*Exercise requirements*.
In the items below, give everything from the line containing "For the evaluation set, point out every instance of the mahogany" down to the line containing "point(859, 1110)", both included, as a numbered list with blank lines left out.

*Provided material*.
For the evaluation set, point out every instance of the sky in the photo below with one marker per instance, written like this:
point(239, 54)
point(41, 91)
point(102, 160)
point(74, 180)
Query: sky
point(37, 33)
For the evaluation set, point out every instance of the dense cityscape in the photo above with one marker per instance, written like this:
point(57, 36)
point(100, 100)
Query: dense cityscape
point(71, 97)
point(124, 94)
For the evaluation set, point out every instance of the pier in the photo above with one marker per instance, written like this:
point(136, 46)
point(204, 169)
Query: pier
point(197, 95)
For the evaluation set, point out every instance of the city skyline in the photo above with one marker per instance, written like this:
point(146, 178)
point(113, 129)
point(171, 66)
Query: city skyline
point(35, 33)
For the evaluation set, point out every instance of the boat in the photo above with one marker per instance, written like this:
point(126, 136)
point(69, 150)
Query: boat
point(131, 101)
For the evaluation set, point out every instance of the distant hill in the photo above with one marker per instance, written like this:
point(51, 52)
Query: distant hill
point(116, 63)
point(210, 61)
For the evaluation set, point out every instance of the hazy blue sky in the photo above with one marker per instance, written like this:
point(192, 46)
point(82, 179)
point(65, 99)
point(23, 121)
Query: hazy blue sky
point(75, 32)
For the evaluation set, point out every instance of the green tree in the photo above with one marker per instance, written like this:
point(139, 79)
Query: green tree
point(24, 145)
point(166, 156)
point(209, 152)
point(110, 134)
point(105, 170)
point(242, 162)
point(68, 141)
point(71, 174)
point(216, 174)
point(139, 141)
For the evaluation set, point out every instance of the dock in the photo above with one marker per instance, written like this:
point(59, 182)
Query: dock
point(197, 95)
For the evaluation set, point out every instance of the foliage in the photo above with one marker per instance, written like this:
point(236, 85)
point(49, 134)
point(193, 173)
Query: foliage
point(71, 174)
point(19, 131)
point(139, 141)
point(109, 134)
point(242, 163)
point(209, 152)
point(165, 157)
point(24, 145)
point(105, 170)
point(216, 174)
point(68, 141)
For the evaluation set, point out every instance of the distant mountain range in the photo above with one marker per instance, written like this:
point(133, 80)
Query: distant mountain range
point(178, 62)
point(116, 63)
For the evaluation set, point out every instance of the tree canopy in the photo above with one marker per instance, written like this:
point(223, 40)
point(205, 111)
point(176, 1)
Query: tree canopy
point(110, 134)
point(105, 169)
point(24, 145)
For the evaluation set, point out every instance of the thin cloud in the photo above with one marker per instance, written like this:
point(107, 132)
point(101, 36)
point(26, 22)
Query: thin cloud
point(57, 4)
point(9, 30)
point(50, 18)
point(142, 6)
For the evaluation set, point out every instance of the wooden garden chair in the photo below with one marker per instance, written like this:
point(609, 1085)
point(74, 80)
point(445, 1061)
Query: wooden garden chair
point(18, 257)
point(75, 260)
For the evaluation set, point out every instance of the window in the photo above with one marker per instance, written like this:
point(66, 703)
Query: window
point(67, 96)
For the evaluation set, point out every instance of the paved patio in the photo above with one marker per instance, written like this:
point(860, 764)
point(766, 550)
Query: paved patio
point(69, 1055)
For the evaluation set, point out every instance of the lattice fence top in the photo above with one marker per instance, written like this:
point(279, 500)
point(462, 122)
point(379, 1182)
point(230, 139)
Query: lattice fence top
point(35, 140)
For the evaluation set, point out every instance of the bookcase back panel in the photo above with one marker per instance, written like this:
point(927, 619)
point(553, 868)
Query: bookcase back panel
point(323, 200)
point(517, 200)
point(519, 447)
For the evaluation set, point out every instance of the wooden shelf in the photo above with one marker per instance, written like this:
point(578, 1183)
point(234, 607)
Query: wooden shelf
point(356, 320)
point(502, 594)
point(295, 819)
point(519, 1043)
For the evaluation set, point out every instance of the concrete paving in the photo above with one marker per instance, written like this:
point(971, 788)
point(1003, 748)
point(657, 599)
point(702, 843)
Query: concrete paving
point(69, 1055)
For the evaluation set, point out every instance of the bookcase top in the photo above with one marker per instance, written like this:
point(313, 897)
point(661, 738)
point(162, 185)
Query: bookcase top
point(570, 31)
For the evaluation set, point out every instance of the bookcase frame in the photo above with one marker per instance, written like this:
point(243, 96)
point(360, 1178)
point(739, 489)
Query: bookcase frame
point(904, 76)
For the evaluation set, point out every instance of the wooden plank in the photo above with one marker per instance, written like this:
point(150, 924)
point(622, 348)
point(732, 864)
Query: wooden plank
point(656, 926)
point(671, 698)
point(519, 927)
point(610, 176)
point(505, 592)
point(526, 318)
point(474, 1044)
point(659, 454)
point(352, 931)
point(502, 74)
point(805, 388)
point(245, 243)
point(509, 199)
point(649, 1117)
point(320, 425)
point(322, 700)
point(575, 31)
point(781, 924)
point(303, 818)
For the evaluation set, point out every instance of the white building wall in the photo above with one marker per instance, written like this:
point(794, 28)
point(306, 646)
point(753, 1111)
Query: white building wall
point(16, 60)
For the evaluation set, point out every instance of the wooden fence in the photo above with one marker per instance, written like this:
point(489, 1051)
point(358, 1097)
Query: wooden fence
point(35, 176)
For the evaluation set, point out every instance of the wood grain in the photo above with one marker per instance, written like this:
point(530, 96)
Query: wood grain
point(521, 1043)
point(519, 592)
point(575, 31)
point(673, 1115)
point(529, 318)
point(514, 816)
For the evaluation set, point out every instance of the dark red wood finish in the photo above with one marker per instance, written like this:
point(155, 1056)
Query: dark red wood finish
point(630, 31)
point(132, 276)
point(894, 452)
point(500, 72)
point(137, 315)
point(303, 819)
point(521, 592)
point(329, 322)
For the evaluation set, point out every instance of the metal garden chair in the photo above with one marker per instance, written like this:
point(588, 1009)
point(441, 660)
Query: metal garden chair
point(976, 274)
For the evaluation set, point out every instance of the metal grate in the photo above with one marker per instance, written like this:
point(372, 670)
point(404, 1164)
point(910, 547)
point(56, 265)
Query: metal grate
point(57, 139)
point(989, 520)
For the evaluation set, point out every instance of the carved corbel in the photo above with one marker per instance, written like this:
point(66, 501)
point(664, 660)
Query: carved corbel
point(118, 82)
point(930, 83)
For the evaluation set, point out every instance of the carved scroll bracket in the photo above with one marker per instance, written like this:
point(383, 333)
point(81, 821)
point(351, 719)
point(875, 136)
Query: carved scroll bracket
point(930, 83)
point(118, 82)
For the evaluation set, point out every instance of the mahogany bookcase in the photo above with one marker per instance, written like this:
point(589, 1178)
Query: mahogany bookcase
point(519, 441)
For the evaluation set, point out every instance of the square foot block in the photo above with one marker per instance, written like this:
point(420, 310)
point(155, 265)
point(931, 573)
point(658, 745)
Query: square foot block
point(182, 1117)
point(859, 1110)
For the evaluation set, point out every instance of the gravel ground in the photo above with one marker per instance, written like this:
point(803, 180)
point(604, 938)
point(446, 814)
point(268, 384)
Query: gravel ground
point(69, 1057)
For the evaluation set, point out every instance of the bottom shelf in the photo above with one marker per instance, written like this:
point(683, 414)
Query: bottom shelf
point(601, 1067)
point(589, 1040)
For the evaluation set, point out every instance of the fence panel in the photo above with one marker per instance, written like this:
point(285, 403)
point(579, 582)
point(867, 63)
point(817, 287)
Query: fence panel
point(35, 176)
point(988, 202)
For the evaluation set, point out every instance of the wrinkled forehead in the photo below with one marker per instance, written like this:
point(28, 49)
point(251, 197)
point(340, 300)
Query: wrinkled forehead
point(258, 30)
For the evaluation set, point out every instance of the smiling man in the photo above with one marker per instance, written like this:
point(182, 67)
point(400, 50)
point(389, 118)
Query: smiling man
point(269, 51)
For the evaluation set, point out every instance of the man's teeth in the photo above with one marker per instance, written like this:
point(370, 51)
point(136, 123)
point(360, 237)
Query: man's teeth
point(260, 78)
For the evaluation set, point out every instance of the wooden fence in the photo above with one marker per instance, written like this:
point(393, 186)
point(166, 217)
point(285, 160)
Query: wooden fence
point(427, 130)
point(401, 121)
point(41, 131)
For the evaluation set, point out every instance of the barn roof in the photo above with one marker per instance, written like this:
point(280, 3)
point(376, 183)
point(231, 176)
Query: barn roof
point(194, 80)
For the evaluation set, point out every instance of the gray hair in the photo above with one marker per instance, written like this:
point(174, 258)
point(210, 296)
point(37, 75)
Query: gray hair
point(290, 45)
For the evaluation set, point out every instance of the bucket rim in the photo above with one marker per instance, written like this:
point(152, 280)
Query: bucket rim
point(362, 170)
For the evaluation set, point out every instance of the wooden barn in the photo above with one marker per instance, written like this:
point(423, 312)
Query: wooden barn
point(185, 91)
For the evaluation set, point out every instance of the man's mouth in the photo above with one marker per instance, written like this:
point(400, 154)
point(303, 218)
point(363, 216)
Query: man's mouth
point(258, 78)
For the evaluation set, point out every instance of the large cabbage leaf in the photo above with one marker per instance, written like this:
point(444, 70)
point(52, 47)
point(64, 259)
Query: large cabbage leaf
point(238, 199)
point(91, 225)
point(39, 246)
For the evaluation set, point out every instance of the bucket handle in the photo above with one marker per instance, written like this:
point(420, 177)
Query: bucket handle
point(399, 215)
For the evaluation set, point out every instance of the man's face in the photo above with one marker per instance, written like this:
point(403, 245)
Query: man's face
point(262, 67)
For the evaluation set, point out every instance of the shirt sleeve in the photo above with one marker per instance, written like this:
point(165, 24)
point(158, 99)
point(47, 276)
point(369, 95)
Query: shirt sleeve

*Response to this exercise*.
1. For the evaluation set, point out every instance of the mahogany bookcase in the photo above with one marker per instance, written like this:
2. point(589, 1178)
3. Query: mahogany bookcase
4. point(519, 441)
5. For the evaluation set, point out every instance of the square foot block in the photo above with one marker per instance, written like this:
6. point(420, 310)
7. point(155, 265)
8. point(931, 573)
9. point(658, 745)
10. Query: square foot block
11. point(182, 1117)
12. point(859, 1110)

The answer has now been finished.